Reproduce every one of the records below verbatim, without the pictures.
┄┄┄┄┄┄┄┄┄┄┄┄┄┄┄┄┄┄┄┄
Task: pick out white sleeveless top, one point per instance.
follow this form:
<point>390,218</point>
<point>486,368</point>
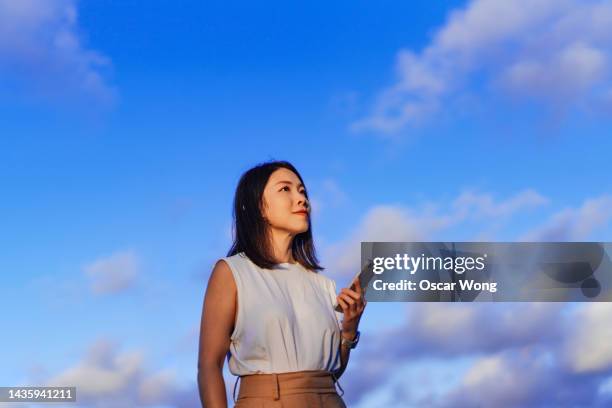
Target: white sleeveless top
<point>285,320</point>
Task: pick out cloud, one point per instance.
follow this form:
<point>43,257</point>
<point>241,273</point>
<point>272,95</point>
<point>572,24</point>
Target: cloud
<point>588,348</point>
<point>574,224</point>
<point>107,377</point>
<point>42,49</point>
<point>400,223</point>
<point>556,52</point>
<point>447,331</point>
<point>525,354</point>
<point>113,274</point>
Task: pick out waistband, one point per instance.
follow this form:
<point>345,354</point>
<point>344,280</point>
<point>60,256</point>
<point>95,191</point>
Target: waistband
<point>276,385</point>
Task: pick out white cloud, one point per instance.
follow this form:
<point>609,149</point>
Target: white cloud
<point>114,273</point>
<point>556,51</point>
<point>41,46</point>
<point>588,347</point>
<point>106,377</point>
<point>574,224</point>
<point>399,223</point>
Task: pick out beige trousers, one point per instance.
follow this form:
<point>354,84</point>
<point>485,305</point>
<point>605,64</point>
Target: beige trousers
<point>301,389</point>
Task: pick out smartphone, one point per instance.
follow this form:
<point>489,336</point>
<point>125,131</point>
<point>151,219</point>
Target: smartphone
<point>364,278</point>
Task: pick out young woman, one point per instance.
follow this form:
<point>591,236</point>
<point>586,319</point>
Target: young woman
<point>269,310</point>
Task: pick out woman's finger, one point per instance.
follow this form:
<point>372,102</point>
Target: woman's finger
<point>343,304</point>
<point>351,293</point>
<point>348,299</point>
┄┄┄┄┄┄┄┄┄┄┄┄┄┄┄┄┄┄┄┄
__Output for this exercise__:
Task: pick out white sleeveless top, one point per instance.
follow this form:
<point>390,218</point>
<point>486,368</point>
Target: white sleeveless top
<point>285,320</point>
Task: pick out cloud, one point per instance.
follow this form:
<point>43,257</point>
<point>241,273</point>
<point>272,95</point>
<point>572,24</point>
Target: cloud
<point>588,348</point>
<point>574,224</point>
<point>107,377</point>
<point>42,49</point>
<point>400,223</point>
<point>556,52</point>
<point>447,331</point>
<point>525,354</point>
<point>113,274</point>
Task: pick out waistband, one point per instance.
follow this form:
<point>345,354</point>
<point>344,280</point>
<point>60,256</point>
<point>95,191</point>
Target: waistband
<point>276,385</point>
Task: pick out white cloud, one point per instance.
follow this form:
<point>609,149</point>
Target: white cloud
<point>114,273</point>
<point>556,51</point>
<point>41,46</point>
<point>588,347</point>
<point>106,377</point>
<point>574,224</point>
<point>399,223</point>
Task: pick out beige trousers, one point per instance.
follow this form:
<point>354,84</point>
<point>485,305</point>
<point>605,64</point>
Target: beige trousers
<point>301,389</point>
Task: pick out smartphone, one point per instance.
follow this form:
<point>489,336</point>
<point>125,131</point>
<point>151,219</point>
Target: smartphone
<point>364,278</point>
Task: pick out young woman, one point per instance.
follow this form:
<point>591,236</point>
<point>586,319</point>
Target: young woman
<point>269,310</point>
Task: pick out woman's finger, one point per instance.
follow this form:
<point>372,102</point>
Target: woman's finger
<point>343,304</point>
<point>351,293</point>
<point>348,299</point>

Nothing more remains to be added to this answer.